Arrange the rows below as a two-column CSV with the headers request and boxes. Give one line per row, put the text and its answer each in a single quoted field with line breaks replaced by spaces, and leave out the pictures.

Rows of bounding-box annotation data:

- - - - - - -

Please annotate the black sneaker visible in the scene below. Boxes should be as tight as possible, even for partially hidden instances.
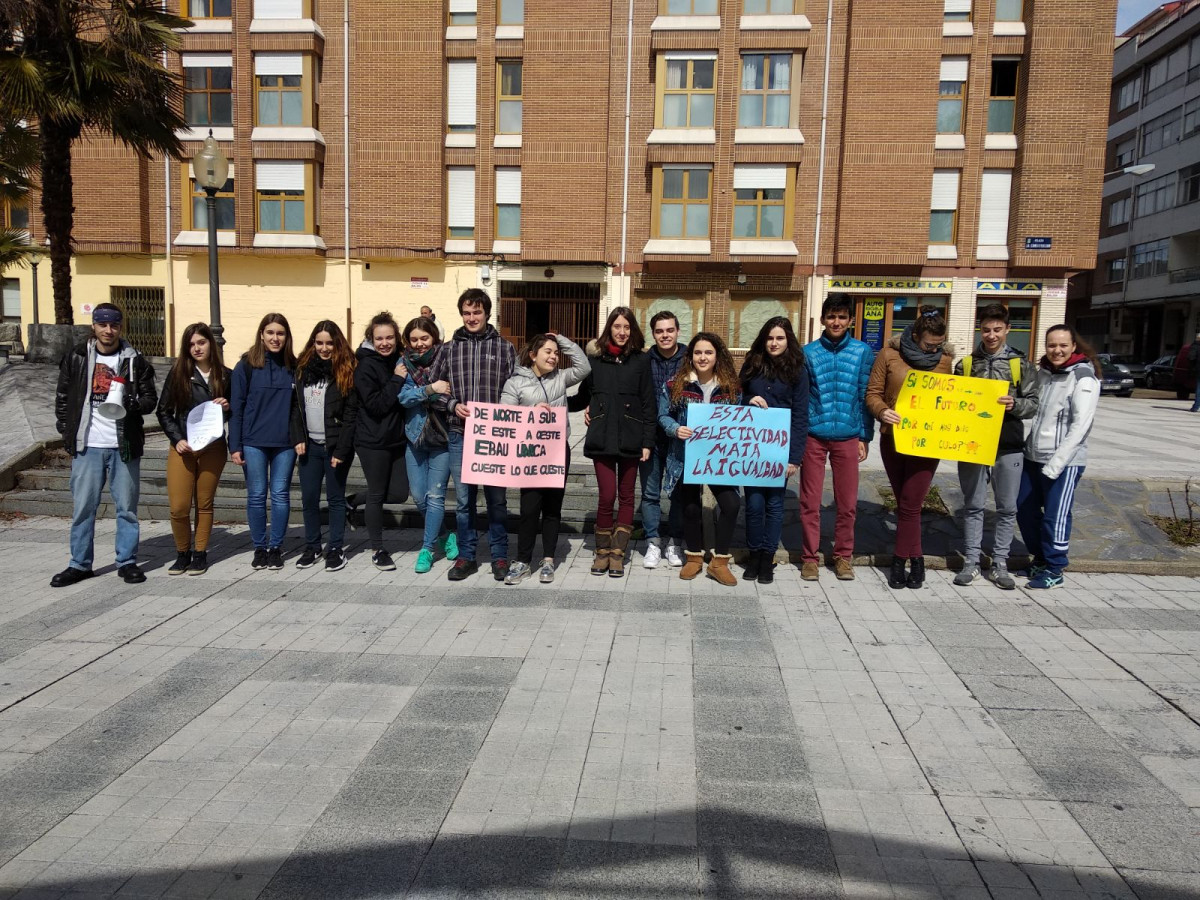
[492,558,509,581]
[446,557,479,581]
[116,563,146,584]
[167,550,192,575]
[50,565,96,588]
[296,547,320,569]
[325,547,346,572]
[187,550,209,575]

- - - - - - -

* _Exercise response_
request,boxes
"Please annotate the black sneaker visible in the scene below. Boxes should be as tight as possible, even for partially hidden instances.","[492,558,509,581] [446,557,479,581] [116,563,146,584] [167,550,192,575] [50,565,96,588] [296,547,320,569] [325,547,346,572] [187,550,209,575]"